(TASK MATERIAL Opens)

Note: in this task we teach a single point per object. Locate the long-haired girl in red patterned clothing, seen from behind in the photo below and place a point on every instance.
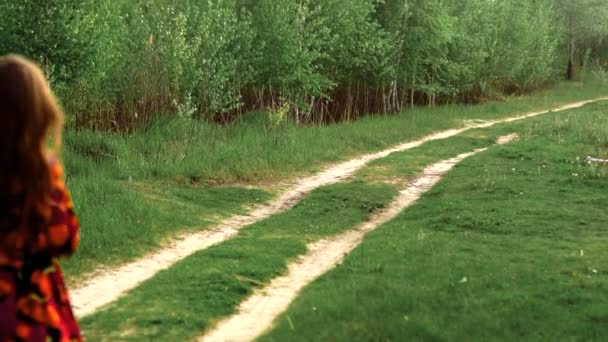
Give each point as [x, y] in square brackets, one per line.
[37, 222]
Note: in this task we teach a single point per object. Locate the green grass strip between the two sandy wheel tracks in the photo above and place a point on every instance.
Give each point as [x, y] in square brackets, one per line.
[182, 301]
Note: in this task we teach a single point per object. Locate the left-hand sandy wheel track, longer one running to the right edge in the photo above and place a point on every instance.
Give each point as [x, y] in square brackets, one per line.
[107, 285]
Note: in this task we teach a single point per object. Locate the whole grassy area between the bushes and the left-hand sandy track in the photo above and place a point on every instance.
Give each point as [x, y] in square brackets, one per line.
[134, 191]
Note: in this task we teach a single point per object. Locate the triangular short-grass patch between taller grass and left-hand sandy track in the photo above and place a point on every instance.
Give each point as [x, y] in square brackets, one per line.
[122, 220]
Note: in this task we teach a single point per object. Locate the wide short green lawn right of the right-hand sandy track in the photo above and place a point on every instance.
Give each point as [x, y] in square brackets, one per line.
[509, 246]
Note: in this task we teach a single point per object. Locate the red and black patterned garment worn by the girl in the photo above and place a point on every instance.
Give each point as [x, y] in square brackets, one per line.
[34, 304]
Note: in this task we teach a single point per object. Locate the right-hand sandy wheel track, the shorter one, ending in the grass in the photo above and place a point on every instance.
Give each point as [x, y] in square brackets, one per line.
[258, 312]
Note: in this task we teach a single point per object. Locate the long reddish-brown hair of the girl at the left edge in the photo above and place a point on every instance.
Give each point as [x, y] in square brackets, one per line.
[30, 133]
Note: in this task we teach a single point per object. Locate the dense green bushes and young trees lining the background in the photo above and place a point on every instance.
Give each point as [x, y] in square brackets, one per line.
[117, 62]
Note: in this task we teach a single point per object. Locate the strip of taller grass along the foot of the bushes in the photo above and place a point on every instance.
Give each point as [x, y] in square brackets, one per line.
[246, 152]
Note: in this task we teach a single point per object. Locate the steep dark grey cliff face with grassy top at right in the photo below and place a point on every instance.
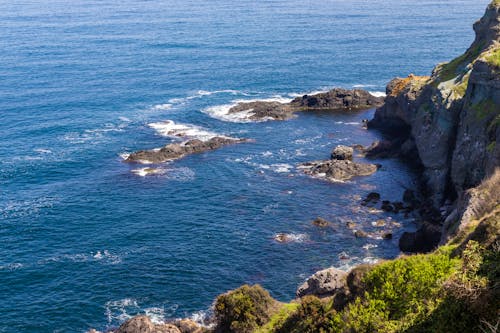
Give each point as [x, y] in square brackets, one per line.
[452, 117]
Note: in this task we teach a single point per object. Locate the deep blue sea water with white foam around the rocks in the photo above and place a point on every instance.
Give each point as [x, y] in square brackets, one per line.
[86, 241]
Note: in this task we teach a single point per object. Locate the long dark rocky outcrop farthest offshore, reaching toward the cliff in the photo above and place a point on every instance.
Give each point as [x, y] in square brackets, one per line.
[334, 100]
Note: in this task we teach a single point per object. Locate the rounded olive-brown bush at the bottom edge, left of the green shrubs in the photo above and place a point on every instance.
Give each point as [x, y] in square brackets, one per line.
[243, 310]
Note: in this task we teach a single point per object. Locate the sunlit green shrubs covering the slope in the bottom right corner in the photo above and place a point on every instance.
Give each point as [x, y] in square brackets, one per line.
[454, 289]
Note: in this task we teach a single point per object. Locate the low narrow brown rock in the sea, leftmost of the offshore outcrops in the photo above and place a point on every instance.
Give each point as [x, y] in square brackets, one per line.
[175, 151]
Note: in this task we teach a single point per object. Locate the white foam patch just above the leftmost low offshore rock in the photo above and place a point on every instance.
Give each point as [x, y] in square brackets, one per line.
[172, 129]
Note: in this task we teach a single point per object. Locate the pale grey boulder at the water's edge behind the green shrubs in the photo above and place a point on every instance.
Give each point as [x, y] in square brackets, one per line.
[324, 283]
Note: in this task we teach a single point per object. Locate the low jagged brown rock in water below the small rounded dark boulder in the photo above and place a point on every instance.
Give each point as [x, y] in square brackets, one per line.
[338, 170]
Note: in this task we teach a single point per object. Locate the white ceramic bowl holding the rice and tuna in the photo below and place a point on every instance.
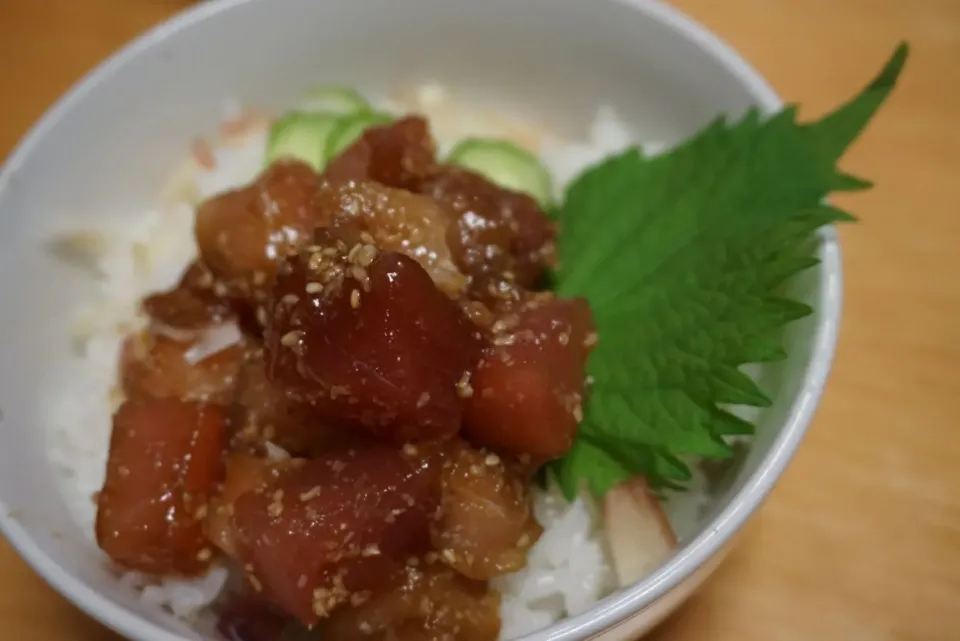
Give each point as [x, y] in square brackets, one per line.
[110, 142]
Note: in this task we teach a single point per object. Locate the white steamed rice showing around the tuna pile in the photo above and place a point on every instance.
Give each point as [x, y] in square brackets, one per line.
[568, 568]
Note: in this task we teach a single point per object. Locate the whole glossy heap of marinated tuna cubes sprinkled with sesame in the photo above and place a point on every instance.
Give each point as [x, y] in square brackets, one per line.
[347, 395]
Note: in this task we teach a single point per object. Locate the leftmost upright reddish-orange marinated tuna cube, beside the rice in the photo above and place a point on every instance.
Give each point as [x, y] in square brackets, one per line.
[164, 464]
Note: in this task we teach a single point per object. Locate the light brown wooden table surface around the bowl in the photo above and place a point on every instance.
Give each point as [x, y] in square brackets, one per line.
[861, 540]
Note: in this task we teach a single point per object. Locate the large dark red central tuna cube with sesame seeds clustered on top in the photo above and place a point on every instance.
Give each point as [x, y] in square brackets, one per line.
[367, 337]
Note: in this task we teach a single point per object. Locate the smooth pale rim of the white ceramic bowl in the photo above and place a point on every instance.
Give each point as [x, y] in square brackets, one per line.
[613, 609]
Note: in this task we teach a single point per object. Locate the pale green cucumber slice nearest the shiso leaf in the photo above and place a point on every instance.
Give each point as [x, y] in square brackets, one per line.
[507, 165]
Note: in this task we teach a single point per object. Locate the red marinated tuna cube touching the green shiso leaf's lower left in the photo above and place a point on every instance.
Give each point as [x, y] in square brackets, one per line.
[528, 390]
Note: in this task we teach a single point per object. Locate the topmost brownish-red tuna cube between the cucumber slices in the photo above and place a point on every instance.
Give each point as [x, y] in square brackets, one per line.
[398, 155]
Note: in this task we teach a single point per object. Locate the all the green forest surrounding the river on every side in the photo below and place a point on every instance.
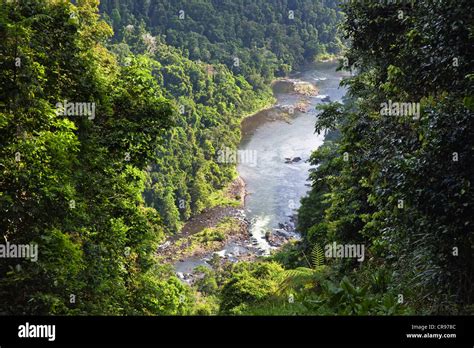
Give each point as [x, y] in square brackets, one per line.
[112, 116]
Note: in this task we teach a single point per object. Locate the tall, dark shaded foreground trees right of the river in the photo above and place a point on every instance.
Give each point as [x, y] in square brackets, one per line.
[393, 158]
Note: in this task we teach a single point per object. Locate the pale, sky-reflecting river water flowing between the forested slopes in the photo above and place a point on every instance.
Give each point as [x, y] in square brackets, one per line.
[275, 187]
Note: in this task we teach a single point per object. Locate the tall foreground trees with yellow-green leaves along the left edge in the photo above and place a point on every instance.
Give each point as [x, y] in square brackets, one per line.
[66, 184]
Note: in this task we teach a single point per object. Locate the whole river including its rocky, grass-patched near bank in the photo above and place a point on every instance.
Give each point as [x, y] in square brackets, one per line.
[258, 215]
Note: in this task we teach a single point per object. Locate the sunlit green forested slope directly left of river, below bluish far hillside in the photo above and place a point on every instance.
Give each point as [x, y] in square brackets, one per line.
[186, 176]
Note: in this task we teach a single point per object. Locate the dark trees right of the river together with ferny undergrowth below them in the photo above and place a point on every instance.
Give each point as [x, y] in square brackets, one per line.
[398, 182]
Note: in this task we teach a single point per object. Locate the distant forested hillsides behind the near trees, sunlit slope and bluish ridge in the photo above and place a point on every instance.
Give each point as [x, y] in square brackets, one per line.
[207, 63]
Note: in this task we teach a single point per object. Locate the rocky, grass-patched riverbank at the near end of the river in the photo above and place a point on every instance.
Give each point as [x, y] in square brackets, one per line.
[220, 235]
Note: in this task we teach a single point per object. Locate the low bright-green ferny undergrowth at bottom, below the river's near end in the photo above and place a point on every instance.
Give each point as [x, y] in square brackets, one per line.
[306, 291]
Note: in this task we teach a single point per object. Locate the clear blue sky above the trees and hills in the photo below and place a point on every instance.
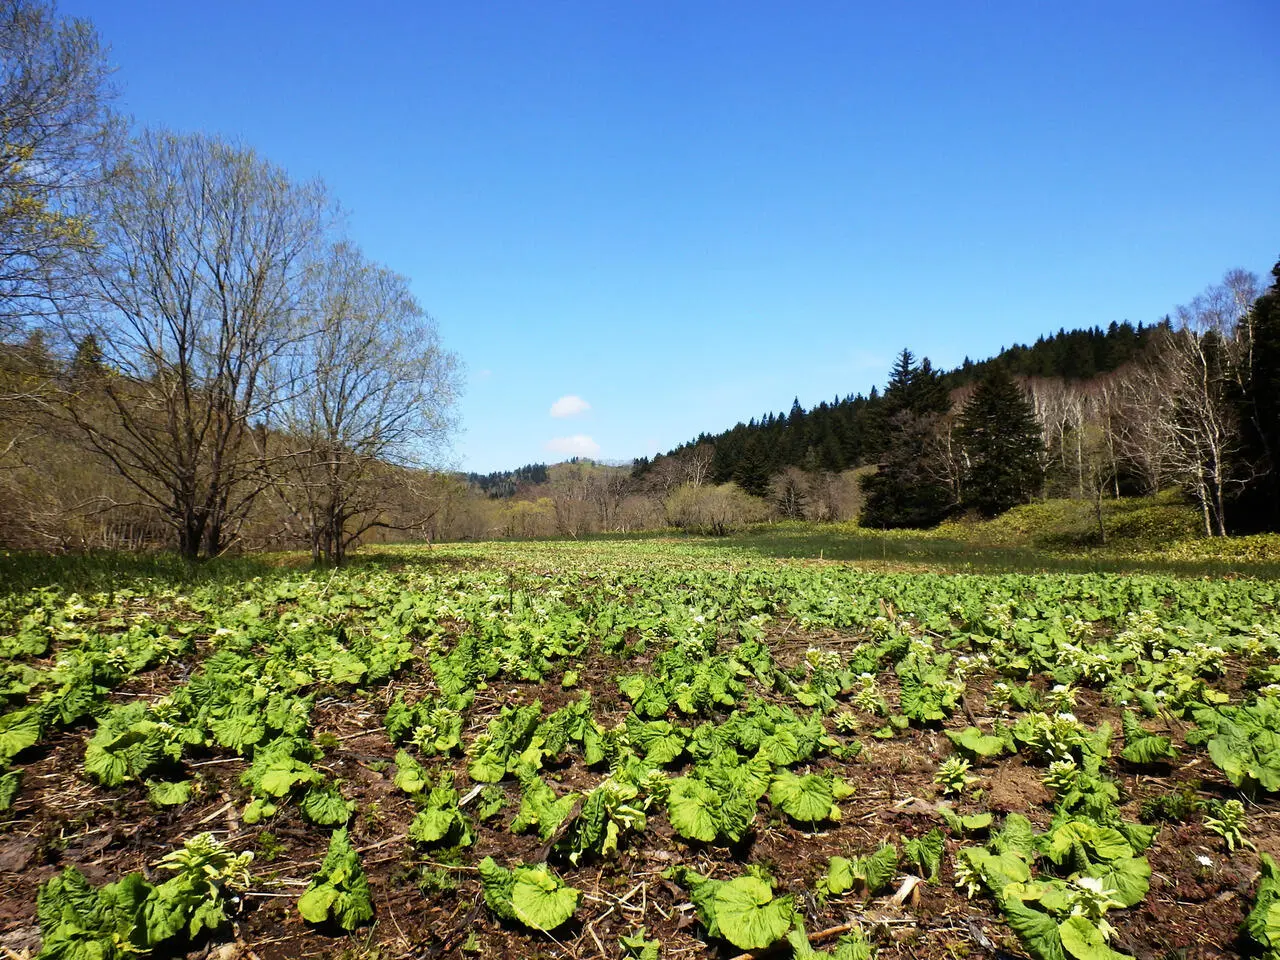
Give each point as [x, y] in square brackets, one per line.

(TASK MATERIAL Closes)

WORK INSTRUCTIONS
A verbatim copy of the records is needed, with all images omitted.

RESULT
Note: in this task we teach a single point per object. Locate the long-haired girl in red patterned clothing, seen from behind in the photo below and place a point on every instance.
Give each point as [x, y] in square brackets, one per line.
[37, 222]
Note: in this task we teach a single point per object. Locate the green grass strip between the two sandy wheel tracks in the photo above and place a point on every instance.
Give each point as [x, y] in square brackets, one per line.
[182, 301]
Note: in this task we teach a single point per object. Locate the left-hand sandy wheel track, longer one running to the right edge in the photo above and place a point on every instance.
Give each point as [x, y] in square brackets, one per line.
[107, 285]
Note: in this task we teach a single point per object. Locate the whole grassy area between the bushes and the left-hand sandy track in the photo above and place a point on every instance.
Give each point as [x, y] in square brackets, one per line.
[134, 191]
Note: in this task we teach a single point per object. Locate the triangular short-grass patch between taller grass and left-hand sandy track in the photo above and place a point on every instance.
Give each point as [x, y] in square brackets, one per line.
[122, 220]
Note: in this task we teach a single point per object. Locate the wide short green lawn right of the right-hand sandy track in the photo above and place a point on every instance.
Give each point as [x, y] in square brackets, one per line.
[509, 246]
Note: in this task we teach a single point per object. Locate the red and black patterned garment worn by the girl in the photo above and place a point on every instance.
Give each point as [x, y] in square brackets, one per line.
[34, 304]
Note: in this task we teach a single point per object. Locate the right-hand sandy wheel track, the shorter one, ending in the grass in the photo above and place a point on every instance.
Give each point as [x, y] in square brackets, one per line.
[258, 312]
Note: in this task we teach a single point per object. Locate the long reddish-brown hair of the girl at the left edge in the photo above and place a point on every instance.
Give each point as [x, y] in square brackets, one per line.
[30, 133]
Note: in this task we teach a single point per object. Locate the dense green bushes and young trees lining the background in the photo above and place a point on every instance.
Give each point as [x, y] in square brackets, one per line.
[117, 62]
Note: in this task we teach a single point per object. Locate the strip of taller grass along the foot of the bushes in the photo above and place a point on every instance.
Give each point as [x, y] in square brackets, one per line.
[246, 152]
Note: in this task we teach a single point per object. Locate the steep dark grey cliff face with grassy top at right in the photo below and place a point on every instance.
Give each point as [x, y] in square brackets, one per line.
[452, 117]
Note: in this task we teach a single point per object. Locate the deep blue sea water with white foam around the rocks in the photo above and place a point on every instance.
Give each point as [x, y] in square brackets, one per line.
[86, 241]
Note: in this task we teach a single point per object. Locate the long dark rocky outcrop farthest offshore, reaching toward the cliff in the photo above and place a point on every instance.
Give each point as [x, y] in square brackets, one per line.
[334, 100]
Note: in this task we teach a single point per object. Locate the rounded olive-brown bush at the bottom edge, left of the green shrubs in the photo above and place a point on every instance.
Give each point as [x, y] in square brackets, one per line.
[243, 310]
Note: in this task we teach a single point per object. Locate the sunlit green shrubs covering the slope in the bottom right corner in the photo above and place a point on every instance.
Give each point as [x, y] in square brackets, one per line.
[454, 289]
Note: in this task we teach a single point per object. Locate the low narrow brown rock in the sea, leftmost of the offshore outcrops in the photo above and place a point on every instance.
Give each point as [x, y] in square brackets, one per line.
[175, 151]
Note: in this task we teach a single point per object. Locate the white foam patch just above the leftmost low offshore rock in the photo above and place a point on every instance.
Give each point as [x, y] in square brackets, one per line.
[172, 129]
Note: in this task we teach a single point per object. Locate the pale grey boulder at the water's edge behind the green shrubs in the photo above and place a point on every instance.
Give each point as [x, y] in square brackets, one per line.
[324, 283]
Note: in this task we teach a single point per object. Locate the low jagged brown rock in water below the small rounded dark boulder in the photo above and place a point on every instance.
Give each point as [x, y] in square brackets, one per line.
[338, 170]
Note: in this task we teach a single point per object. Locate the white ceramic bowl holding the rice and tuna in the photo below and place a point on every instance.
Give each point as [x, y] in square brackets, one per line.
[110, 142]
Note: in this task we teach a single point per object. Locate the white steamed rice showing around the tuna pile in the photo above and place a point on every instance.
Give each point as [x, y] in square brackets, one per line.
[568, 568]
Note: in this task we teach a single point per object. Locate the whole glossy heap of marinated tuna cubes sprinkled with sesame in the photo above and place a point on every instance.
Give each point as [x, y] in square brackets, one per line.
[347, 395]
Note: in this task we teach a single point per object. Locate the leftmost upright reddish-orange marinated tuna cube, beside the rice in the photo above and place a point on every instance.
Give each point as [x, y] in square brackets, one per line.
[164, 464]
Note: in this task we teach a single point per object. Locate the light brown wooden table surface around the bowl in the photo above and place a point on every instance.
Give each point as [x, y] in square brackets, one per line.
[861, 540]
Note: in this task we teach a single point per object. Locate the large dark red central tuna cube with sesame seeds clustered on top in the photo above and place a point on every instance.
Give each point as [x, y] in square brackets, one per line.
[367, 337]
Note: in this task we teach a single point per object. Locate the smooth pale rim of the white ceramic bowl in the photo above and place a point on every instance.
Give each point as [x, y] in square brackets, one per line.
[613, 609]
Note: in this task we teach a single point per object. Locate the pale green cucumber slice nearest the shiso leaf in the photo above and place a point on every instance.
Give each point as [x, y] in square brackets, one per line.
[507, 165]
Note: in this task we teach a single point per object. Locate the red marinated tuna cube touching the green shiso leaf's lower left in the photo above and place a point on every instance.
Give each point as [x, y] in square brackets, one per line.
[528, 390]
Note: in this task we teach a single point per object. Locate the topmost brownish-red tuna cube between the cucumber slices in the photo above and place a point on every instance.
Give each point as [x, y] in square brackets, one per line.
[398, 155]
Note: in this task we teach a single point per object. Locate the all the green forest surrounding the river on every side in the photo below and place a point on every instance.
Give each point as [x, y] in square brackets, one per line.
[112, 116]
Note: in this task we teach a single point per object. Locate the tall, dark shaded foreground trees right of the river in the photo above and place a point on every instance.
Give each point as [x, y] in square brackets, one per line.
[393, 158]
Note: in this task we teach a single point per object. Locate the pale, sky-reflecting river water flowing between the forested slopes in the photo above and place a point on every instance.
Give each point as [x, y] in square brackets, one per line.
[275, 187]
Note: in this task we teach a single point per object. Locate the tall foreground trees with yellow-green leaves along the left edge in the photo above and place a point on every instance.
Give each point as [x, y] in square brackets, one per line.
[66, 184]
Note: in this task we teach a single point per object. Locate the whole river including its rocky, grass-patched near bank in the photo above and place a point on every instance.
Give each point as [x, y] in square brackets, one per line.
[258, 215]
Note: in this task we teach a single point per object. Locate the sunlit green forested slope directly left of river, below bluish far hillside in the photo above and place a point on every instance.
Give each point as [x, y] in square brackets, one per line.
[186, 176]
Note: in this task we teach a single point per object. Locate the dark trees right of the river together with ferny undergrowth below them in the photo above and place a point on every instance.
Give each point as [x, y] in square brackets, one per line.
[398, 182]
Note: in this task we teach a single point per object. Locate the distant forested hillsides behind the near trees, sunlit slope and bluish ridge in the photo above and place a point on every instance.
Give each point as [x, y] in square brackets, one per line.
[207, 63]
Note: in this task we teach a single point per object. Locate the rocky, grass-patched riverbank at the near end of the river in the photo above and place a point on every instance.
Give each point as [x, y] in square brackets, one per line.
[220, 235]
Note: in this task we teach a single point per object. Locate the low bright-green ferny undergrowth at bottom, below the river's near end in the photo above and place a point on every instance.
Give each point as [x, y] in square brackets, one per line.
[306, 291]
Note: in this task we teach a single point per object. Locate the clear blue sky above the trees and hills in the photo below and place a point on every instance.
Give each point as [x, y] in square brackets, one per line.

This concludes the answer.